• _Excerpt to read_:
In [2]:
import os

from second_brain.config import settings

os.environ["OPENAI_API_KEY"] = settings.OPENAI_API_KEY

In [3]:
from langchain_mongodb.retrievers import (
    MongoDBAtlasParentDocumentRetriever,
)

from second_brain.application.rag import get_splitter
from second_brain.application.rag.embeddings import EmbeddingModelBuilder

embedding_model = EmbeddingModelBuilder().get_model()
parent_doc_retriever = MongoDBAtlasParentDocumentRetriever.from_connection_string(
    connection_string=settings.MONGODB_URI,
    embedding_model=embedding_model,
    child_splitter=get_splitter(200),
    parent_splitter=get_splitter(800),
    database_name=settings.MONGODB_DATABASE_NAME,
    collection_name="rag_data",
    text_key="page_content",
    search_kwargs={"k": 10},
)

In [4]:
from langchain_core.output_parsers import StrOutputParser
from langchain_core.prompts import ChatPromptTemplate
from langchain_core.runnables import RunnablePassthrough
from langchain_openai import ChatOpenAI

# Retrieve and parse documents
retrieve = {
    "context": parent_doc_retriever
    | (lambda docs: "\n\n".join([d.page_content for d in docs])),
    "question": RunnablePassthrough(),
}
template = """Answer the question based only on the following context. If no context is provided, respond with I DON'T KNOW: \
{context}

Question: {question}
"""

• _Activity A_: List every keyword argument passed to `MongoDBAtlasParentDocumentRetriever.from_connection_string` in the retrieval notebook code above.
• _Activity B_: Using the retrieval notebook code above, decide whether each statement agrees with it. Answer yes or no and quote the deciding words. (i) The child splitter is built with a smaller size than the parent splitter. (ii) The retriever reads from a collection named "second_brain". (iii) The retriever is set to return 5 results.
• _Activity C_: Write the next part of the retrieval notebook code, picking up after the closing quotes of the template string.

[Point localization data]

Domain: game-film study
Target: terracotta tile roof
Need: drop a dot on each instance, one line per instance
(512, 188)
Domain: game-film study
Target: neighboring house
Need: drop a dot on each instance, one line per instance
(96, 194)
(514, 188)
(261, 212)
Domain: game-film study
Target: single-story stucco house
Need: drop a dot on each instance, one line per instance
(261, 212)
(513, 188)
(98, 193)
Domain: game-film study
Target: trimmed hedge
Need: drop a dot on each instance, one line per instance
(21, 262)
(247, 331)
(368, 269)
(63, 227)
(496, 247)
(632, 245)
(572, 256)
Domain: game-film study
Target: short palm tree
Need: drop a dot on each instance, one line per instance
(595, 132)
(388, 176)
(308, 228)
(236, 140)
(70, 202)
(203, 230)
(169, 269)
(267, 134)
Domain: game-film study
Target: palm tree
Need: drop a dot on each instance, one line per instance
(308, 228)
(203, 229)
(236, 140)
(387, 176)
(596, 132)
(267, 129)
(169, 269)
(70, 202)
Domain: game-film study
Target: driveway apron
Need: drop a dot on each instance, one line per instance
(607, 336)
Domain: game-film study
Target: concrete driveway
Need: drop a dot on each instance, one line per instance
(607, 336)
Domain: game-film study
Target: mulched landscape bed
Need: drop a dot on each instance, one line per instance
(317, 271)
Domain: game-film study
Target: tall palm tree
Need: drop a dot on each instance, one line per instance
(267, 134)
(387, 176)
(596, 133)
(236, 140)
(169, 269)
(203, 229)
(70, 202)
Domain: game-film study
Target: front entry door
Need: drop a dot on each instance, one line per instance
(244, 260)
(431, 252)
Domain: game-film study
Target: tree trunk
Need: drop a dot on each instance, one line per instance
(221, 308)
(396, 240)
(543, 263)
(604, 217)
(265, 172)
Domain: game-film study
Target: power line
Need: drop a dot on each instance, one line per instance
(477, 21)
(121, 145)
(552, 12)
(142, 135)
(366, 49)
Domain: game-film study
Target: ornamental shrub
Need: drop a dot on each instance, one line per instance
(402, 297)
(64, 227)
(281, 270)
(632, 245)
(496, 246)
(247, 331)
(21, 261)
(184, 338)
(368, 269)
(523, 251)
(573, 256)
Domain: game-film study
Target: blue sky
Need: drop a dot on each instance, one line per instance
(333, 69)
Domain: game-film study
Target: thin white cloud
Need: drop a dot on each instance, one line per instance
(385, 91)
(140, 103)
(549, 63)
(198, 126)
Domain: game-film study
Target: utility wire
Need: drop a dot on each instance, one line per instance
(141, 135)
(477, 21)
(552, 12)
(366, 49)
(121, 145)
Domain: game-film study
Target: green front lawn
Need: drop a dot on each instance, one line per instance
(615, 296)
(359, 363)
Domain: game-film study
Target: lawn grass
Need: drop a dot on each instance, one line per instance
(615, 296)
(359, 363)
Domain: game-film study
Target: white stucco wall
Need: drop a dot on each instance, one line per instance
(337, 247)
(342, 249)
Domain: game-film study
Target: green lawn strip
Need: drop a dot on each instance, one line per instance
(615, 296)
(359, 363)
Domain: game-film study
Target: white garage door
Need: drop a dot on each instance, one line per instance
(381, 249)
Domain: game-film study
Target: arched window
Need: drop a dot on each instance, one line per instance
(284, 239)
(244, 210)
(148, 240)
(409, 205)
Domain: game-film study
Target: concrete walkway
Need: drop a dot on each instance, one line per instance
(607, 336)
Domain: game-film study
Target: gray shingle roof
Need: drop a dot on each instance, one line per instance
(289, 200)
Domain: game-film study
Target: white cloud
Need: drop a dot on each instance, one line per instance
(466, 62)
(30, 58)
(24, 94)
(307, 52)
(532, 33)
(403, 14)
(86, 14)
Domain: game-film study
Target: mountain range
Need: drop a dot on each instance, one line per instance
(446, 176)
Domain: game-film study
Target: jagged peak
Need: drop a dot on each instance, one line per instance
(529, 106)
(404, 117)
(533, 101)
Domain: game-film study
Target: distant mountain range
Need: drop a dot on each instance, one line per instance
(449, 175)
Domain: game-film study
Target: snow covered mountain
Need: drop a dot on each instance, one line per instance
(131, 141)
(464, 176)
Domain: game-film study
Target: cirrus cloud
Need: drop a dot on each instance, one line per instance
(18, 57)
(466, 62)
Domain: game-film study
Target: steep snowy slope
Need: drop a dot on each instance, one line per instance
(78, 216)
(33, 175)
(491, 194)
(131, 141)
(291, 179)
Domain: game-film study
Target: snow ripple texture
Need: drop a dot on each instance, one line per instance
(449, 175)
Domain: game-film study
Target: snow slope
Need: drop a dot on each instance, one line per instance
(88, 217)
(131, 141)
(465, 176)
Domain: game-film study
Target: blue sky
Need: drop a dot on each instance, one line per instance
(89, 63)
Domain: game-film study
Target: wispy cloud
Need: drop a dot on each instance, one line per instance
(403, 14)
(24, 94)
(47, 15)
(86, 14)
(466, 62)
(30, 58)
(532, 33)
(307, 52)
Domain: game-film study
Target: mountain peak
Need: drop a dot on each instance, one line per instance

• _Response box A_: connection_string, embedding_model, child_splitter, parent_splitter, database_name, collection_name, text_key, search_kwargs

• _Response box B_:
(i) Yes: "child_splitter=get_splitter(200)," and "parent_splitter=get_splitter(800),"
(ii) No: "collection_name="rag_data","
(iii) No: "search_kwargs={"k": 10},"

• _Response box C_:
# Define the chat prompt
prompt = ChatPromptTemplate.from_template(template)
# Define the model to be used for chat completion
llm = ChatOpenAI(temperature=0, model="gpt-4o-2024-11-20")
# Parse output as a string
parse_output = StrOutputParser()
# Naive RAG chain
rag_chain = retrieve | prompt | llm | parse_output

In [5]:
answer = rag_chain.invoke("How can I optimize LLMs for inference?")
print(answer)


To optimize LLMs for inference, you can use the following techniques:

1. **Lower Precision (Quantization):** Operate at reduced numerical precision, such as 8-bit or 4-bit, to achieve computational advantages without a significant decline in model performance. This reduces memory requirements and speeds up inference.

2. **Flash Attention:** Use Flash Attention, a memory-efficient variation of the attention algorithm, which optimizes GPU memory utilization by relying on faster on-chip memory (SRAM) instead of slower VRAM. It provides mathematically identical outputs while being faster and more memory-efficient.

3. **Architectural Innovations:** Leverage specialized model architectures designed for efficient inference in autoregressive text generation. Examples include Alibi, Rotary embeddings, Multi-Query Attention (MQA), and Grouped-Query Attention (GQA). These innovations improve the handling of long input contexts and reduce computational overhead.


In [6]:
answer = rag_chain.invoke("What is RLHF?")
print(answer)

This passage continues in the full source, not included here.